Aim> List every line of the records below that contains the word "airliner", copying each such line in full.

======== Provided data

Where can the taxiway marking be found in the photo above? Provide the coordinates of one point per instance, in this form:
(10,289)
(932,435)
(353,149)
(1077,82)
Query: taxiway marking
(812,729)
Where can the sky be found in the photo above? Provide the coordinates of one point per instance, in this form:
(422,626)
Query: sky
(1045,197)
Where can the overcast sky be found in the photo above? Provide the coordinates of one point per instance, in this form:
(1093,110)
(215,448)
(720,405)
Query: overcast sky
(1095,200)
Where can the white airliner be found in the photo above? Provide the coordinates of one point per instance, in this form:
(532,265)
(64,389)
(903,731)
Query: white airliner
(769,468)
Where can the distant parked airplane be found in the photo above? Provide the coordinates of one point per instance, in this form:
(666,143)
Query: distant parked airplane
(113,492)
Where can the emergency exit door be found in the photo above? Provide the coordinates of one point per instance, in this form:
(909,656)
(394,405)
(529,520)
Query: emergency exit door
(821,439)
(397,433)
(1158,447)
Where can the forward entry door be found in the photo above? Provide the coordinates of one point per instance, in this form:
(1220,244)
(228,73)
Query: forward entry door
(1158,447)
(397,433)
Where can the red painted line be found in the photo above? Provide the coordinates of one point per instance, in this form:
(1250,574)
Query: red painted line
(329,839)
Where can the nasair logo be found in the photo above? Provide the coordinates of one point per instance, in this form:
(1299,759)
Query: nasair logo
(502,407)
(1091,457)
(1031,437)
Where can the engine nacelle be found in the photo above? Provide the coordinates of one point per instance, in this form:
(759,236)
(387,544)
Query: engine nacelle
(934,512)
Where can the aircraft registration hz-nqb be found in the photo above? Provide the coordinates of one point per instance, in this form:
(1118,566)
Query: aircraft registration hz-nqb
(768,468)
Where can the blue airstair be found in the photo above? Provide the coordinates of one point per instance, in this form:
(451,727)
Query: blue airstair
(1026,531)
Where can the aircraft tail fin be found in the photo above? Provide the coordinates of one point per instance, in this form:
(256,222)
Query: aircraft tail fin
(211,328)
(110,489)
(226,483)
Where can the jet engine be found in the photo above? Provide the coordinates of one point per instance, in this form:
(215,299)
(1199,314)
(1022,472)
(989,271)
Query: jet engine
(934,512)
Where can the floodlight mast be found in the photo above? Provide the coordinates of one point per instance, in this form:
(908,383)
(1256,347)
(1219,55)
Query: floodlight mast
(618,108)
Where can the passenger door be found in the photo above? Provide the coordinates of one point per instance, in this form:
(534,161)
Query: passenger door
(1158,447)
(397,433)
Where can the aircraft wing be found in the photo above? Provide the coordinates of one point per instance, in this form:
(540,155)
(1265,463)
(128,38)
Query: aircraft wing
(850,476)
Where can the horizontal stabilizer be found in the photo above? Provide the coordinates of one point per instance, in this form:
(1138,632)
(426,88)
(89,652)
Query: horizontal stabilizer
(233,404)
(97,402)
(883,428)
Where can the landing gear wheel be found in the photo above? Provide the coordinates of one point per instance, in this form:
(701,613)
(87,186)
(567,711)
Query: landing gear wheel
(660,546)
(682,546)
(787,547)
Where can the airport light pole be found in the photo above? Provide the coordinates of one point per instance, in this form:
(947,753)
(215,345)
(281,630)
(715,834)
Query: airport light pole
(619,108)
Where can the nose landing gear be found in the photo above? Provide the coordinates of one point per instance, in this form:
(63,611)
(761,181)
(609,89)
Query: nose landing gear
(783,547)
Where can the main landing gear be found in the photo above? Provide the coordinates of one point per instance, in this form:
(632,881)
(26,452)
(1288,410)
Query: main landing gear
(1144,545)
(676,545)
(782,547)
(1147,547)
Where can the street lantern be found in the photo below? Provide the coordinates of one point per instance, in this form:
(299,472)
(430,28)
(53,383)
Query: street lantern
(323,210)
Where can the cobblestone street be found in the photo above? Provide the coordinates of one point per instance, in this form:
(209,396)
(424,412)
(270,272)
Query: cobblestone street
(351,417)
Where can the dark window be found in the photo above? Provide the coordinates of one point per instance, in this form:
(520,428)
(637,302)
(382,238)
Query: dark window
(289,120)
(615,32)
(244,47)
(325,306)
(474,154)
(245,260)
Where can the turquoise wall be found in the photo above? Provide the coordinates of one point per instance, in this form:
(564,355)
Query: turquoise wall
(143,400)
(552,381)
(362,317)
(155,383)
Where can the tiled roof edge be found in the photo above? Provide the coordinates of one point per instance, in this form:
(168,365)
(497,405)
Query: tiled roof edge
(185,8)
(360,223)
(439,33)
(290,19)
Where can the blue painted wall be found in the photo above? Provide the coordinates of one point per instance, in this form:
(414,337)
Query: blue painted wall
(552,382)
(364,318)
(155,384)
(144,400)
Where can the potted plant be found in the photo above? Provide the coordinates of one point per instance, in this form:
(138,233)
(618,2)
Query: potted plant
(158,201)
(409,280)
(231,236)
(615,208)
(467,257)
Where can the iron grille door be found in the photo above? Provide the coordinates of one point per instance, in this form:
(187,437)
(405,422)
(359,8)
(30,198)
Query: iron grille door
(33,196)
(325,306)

================
======== Provided data

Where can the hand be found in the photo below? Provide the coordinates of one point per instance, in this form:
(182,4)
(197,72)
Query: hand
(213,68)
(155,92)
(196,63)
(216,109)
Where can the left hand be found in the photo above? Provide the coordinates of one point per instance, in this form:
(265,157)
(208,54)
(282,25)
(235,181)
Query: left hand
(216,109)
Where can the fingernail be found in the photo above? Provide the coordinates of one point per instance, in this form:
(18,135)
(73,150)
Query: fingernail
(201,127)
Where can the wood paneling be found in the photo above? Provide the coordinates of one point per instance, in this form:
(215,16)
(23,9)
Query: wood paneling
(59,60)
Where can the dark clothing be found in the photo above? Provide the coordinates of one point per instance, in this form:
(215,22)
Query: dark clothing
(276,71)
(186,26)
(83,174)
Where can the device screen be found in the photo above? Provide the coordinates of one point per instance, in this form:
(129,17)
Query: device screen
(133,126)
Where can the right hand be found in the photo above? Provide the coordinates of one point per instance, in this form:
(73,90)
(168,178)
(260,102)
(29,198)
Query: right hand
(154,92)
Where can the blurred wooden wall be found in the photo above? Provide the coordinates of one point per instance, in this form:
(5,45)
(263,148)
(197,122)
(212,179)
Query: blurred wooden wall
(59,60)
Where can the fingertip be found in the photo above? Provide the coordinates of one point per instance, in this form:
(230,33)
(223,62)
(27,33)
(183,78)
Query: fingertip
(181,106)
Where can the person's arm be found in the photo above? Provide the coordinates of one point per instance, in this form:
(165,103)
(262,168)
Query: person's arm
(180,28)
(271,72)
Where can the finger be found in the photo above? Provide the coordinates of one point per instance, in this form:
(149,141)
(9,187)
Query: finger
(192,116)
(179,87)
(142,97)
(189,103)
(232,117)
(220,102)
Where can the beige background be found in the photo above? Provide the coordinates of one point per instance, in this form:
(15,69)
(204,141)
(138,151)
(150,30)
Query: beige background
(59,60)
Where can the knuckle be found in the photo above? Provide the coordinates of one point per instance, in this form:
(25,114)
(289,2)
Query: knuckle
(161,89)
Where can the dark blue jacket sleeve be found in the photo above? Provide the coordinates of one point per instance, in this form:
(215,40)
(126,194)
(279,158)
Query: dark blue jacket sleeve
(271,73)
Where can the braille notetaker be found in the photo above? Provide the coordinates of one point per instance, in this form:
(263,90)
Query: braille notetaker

================

Written reply>
Where can the white airliner be found in the photo above? Provide the coordinates of one point per instance, in this form:
Query: white airliner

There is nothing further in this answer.